> _Jobs_
1 – Using the text on digital cameras below, decide whether each statement agrees with it. Answer yes or no and quote the words of the text that decide it.
(a) Don chose the Olympus OM-10 because it was the lightest standard 35mm camera at the time of purchase.
(b) Don brought a camera on the 4-day mountain bike trip in the Snowy Mountains.
(c) The first writer says digicams no longer attract attention.
2 – According to the text on digital cameras below, what did Don take on the Snowy Mountains trip instead of a camera?
3 – Summarize the text on digital cameras below in two sentences.

Sometimes I have preferred to make mental notes and
write something later.  They can't see me memorizing.
But a picture is worth 1,000 words and is a great
assist to memory.  The silence and low-light
performance of my little digital camera helps it to
remain inconspicuous, although digicams are still
unusual enough to attract attention. Quite often,
though, people are not aware I have been taking
pictures.

I tend to take it with me a lot and take a lot more
pictures than at any time since I stopped having my
own darkroom.

-------------------------

Don

I agree with your observations.
I've floated in and out of various forms of
recreational photography, mainly with a 35mm Olympus
OM-10 (because it was the lightest standard 35mm at
the time I bought it). Spent a decade concentrating on
landscape photography (coinciding with my bushwalking,
field science, botany stage in life), and most of the
past decade trying to be an architectural
photographer.  Since giving in to the digital push
last March, I've barely touched my 35mm.  Don't like
the digital for high quality images; don't like the
limited battery life; don't like the inability to
change lenses.  What I love is the ease of
concealment, the ability to take photos without
putting the camera to your face, so you can maintain
eye contact with the subject.  Used to hate taking
photos of people, because it was so hard to get them
natural.  Now, it is still hard, but there is a
greater chance of unobtrusively getting a relaxed
image.  Don't think I'll ever become a serious people
photographer, but I sure think there will be more
people in my photos from now on.

On the alternatives to photography, I experimented
early last year on a 4 day mountain bike trip in the
Snowy Mountains with not taking my camera.  Instead, I
took my notebook, and tried to capture the special
images and moments in poetry. Some of it worked, some
of it didn't, but I sure as hell remember that I
wasn't forever concentrating on trying to look at the
landscape in terms of rectangular boundaries.

> _Material provided_
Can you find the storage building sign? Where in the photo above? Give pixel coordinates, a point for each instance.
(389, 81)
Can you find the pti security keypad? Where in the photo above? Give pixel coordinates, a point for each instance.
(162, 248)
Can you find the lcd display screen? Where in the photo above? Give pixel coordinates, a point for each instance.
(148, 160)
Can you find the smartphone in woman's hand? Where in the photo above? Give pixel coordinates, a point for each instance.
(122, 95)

...

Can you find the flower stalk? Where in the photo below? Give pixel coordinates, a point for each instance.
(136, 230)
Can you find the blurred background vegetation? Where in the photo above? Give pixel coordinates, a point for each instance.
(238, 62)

---

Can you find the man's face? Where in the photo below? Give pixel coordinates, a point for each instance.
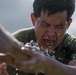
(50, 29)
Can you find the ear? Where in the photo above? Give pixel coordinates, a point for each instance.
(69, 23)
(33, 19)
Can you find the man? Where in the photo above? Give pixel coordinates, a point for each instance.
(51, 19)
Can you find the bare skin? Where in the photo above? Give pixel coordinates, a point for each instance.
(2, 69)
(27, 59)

> _Task responses_
1 –
(a) Yes: "because it was the lightest standard 35mm at the time I bought it"
(b) No: "with not taking my camera"
(c) No: "digicams are still unusual enough to attract attention"

2 – A notebook, in which Don tried to capture the special images and moments in poetry.

3 – The first writer finds that a small digital camera stays inconspicuous because it is silent and works in low light, and now takes far more pictures than at any time since having a darkroom. Don switched to digital last March and dislikes its image quality, battery life and fixed lenses, but values how easily it can be concealed to photograph people naturally, and once tried capturing a mountain bike trip in poetry instead of photos.